## ЗАДАЧИ
A. На каком пароходе автор фрагмента воспоминаний отправился с семьей в Неаполь?
B. Пожалуйста, подхватите фрагмент воспоминаний о сезоне в «Метрополитен» и продолжите его после последнего предложения.

## ФРАГМЕНТ ДОКУМЕНТА
Воспоминания - [55]

Шрифт
Интервал

На этот раз критики были более снисходительны ко мне, когда делали свои сравнения. Они писали, что те, кто помнят Карузо в роли де Грие и кто опечален его смертью, теперь утешились, услышав, как спел эту партию я.

Сезон в «Метрополитен» закончился обычными весенними гастролями труппы в Балтиморе, Атланте и Кливленде. Вернувшись в Нью-Йорк, я слег из-за острого приступа ревматизма. В этом сезоне я спел сорок четыре спектакля, выступил в тринадцати разных операх, не считая концертов. Не могу даже припомнить теперь, когда я отдыхал в последний раз. Между тем Гатти-Казацца предложил новый контракт — на три года. И я поблагодарил самого себя за то, что не взял никакой работы на лето. С огромным облегчением сел я с семьей на пароход «Конте россо» и отправился в Неаполь. Уже два года я не был в Италии.

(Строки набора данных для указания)
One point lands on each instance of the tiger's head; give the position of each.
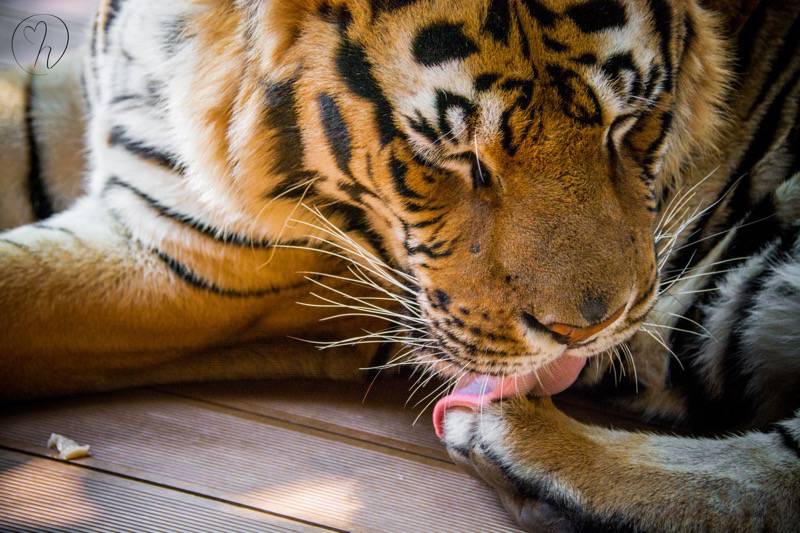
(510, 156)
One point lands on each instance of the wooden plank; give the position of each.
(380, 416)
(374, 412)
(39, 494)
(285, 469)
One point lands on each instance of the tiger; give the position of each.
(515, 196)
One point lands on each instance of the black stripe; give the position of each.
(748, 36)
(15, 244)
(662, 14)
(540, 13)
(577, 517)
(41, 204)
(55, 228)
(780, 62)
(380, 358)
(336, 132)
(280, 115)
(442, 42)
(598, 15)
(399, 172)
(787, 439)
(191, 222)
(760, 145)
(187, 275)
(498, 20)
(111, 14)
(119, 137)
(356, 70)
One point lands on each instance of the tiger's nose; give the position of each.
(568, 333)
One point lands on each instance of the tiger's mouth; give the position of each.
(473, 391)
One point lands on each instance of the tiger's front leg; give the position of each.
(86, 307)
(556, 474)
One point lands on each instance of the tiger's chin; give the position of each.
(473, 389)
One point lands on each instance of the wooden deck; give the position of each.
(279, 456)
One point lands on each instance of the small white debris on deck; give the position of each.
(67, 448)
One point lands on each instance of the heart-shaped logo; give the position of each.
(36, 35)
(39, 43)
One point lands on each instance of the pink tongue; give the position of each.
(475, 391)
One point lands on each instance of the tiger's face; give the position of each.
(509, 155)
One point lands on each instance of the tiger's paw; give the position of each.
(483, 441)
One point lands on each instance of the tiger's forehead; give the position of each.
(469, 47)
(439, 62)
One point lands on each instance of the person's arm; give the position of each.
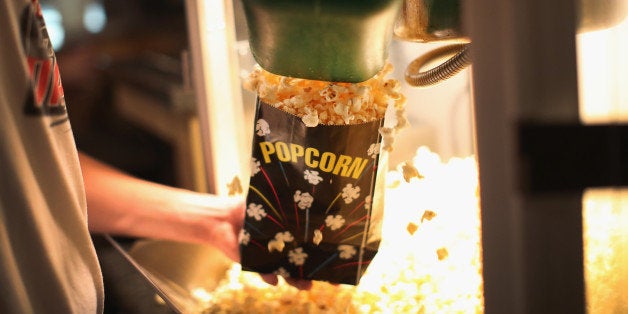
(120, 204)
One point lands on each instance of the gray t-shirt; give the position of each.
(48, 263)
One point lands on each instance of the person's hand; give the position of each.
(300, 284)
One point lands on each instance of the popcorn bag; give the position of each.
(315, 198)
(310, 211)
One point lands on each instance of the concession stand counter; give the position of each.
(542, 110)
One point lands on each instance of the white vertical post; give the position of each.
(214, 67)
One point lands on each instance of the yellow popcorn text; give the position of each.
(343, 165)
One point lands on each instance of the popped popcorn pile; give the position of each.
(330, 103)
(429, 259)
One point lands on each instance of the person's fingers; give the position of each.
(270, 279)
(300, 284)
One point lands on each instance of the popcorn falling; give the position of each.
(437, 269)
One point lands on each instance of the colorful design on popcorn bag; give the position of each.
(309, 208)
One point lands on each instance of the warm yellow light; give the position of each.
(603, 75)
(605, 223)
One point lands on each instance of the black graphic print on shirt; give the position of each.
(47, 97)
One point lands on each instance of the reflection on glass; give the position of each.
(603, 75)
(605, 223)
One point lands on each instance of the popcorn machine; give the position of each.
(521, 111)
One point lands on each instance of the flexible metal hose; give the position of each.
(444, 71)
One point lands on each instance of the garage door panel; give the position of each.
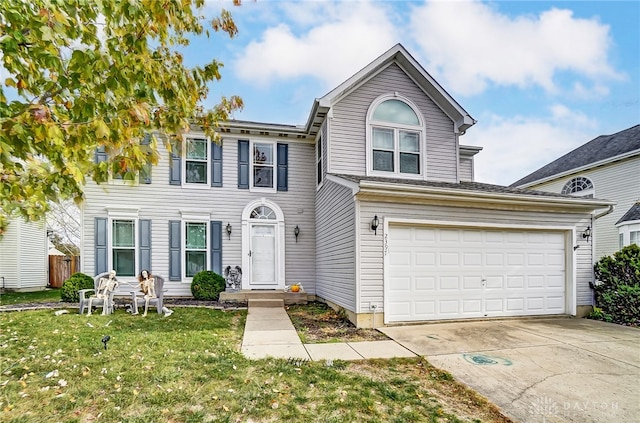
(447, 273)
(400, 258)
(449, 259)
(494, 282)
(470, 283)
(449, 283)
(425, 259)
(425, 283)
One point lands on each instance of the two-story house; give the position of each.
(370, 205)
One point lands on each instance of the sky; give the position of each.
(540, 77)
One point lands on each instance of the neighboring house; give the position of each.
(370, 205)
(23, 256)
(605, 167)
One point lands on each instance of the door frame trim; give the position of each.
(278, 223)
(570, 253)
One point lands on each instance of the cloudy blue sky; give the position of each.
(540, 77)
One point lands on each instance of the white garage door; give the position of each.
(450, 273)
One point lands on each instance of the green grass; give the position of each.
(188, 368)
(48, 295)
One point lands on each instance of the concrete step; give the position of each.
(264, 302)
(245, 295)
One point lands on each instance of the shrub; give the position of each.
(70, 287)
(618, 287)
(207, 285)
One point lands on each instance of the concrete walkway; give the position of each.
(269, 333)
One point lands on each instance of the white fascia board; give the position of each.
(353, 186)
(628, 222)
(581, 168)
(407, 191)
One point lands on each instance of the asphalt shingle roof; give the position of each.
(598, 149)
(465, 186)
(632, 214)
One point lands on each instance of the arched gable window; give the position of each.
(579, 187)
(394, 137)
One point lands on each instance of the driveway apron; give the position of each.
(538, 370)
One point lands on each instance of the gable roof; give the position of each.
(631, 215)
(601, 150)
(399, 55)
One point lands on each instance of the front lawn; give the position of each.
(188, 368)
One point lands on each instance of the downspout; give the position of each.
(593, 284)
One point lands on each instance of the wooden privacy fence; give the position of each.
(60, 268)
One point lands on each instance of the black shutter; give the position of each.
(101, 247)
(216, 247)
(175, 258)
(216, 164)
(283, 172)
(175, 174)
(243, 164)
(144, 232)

--

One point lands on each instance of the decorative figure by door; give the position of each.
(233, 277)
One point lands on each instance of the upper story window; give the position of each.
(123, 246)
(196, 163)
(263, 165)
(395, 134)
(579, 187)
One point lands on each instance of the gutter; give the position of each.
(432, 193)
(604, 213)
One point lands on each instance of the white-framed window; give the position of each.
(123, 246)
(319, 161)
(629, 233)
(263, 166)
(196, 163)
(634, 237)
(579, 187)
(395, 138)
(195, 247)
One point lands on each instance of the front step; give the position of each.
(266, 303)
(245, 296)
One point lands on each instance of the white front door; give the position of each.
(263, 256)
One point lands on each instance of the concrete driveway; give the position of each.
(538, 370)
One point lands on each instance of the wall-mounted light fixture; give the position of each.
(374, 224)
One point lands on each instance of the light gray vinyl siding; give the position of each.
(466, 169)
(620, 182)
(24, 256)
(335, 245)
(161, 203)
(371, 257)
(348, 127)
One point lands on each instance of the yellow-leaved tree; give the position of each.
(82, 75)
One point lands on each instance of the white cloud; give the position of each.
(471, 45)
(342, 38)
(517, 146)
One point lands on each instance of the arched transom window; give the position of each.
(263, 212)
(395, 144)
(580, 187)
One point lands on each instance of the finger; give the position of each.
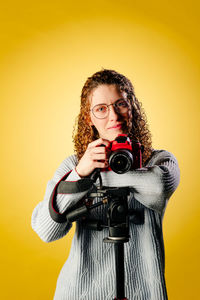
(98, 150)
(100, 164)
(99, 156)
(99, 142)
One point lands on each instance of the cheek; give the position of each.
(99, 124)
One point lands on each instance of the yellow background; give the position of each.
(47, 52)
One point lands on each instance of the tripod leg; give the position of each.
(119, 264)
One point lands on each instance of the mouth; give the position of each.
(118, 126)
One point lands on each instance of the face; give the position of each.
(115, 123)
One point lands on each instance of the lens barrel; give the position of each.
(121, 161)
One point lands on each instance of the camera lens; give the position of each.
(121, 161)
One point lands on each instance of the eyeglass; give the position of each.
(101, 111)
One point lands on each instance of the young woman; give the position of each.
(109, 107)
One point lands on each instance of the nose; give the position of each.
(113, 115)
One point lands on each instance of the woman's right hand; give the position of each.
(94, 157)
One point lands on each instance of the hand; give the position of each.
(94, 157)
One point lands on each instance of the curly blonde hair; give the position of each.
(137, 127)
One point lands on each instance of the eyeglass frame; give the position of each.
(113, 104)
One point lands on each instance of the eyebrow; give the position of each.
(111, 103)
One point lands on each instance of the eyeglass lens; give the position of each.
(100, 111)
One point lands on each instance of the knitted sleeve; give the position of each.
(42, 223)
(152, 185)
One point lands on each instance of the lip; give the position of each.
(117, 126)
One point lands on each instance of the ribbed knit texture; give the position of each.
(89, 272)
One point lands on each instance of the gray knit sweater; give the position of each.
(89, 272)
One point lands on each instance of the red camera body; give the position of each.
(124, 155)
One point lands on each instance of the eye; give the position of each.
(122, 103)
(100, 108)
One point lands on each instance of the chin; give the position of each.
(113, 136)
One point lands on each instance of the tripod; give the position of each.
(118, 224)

## ПОЛУЧЕННЫЕ ОТВЕТЫ
A. На пароходе «Конте россо».

B.
   ГЛАВА XXIX

Лето 1922 года ничем не было примечательно. Но именно этого я и хотел. Сначала я три недели лечился и отдыхал в Аньяно — курортном местечке поблизости от Неаполя. Там я познакомился с маэстро Эрнесто де Куртисом, автором «Вернись в Сорренто» и многих других неаполитанских песен, которые уже были в моем концертном репертуаре. Наше знакомство вскоре перешло в глубокую дружбу.

Отдых в Аньяно вернул меня к жизни. II я приехал наконец в Реканати. Грусть и нежность охватили меня при встрече с матушкой. Мы сразу же пошли с ней помолиться на могиле отца. Летом я дал благотворительный концерт на открытом воздухе — на площади Леопарди. Во всем остальном моя жизнь в Реканати протекала по-прежнему. Я заметил, что некоторые люди держались со мной застенчиво или отчужденно, думая, должно быть, что я заважничал теперь, когда стал богатым и переехал в Нью-Йорк. Но мне нетрудно было разуверить их в этом. Я был счастлив, что снова был вместе с ними, что они относятся ко мне как к равному, играют со мной в деревянные шары в остерии или в бильярд в кафе. Самое главное, пожалуй, в этом отдыхе было то, что я успел на время совсем забыть о том большом мире, что лежал за Апеннинами.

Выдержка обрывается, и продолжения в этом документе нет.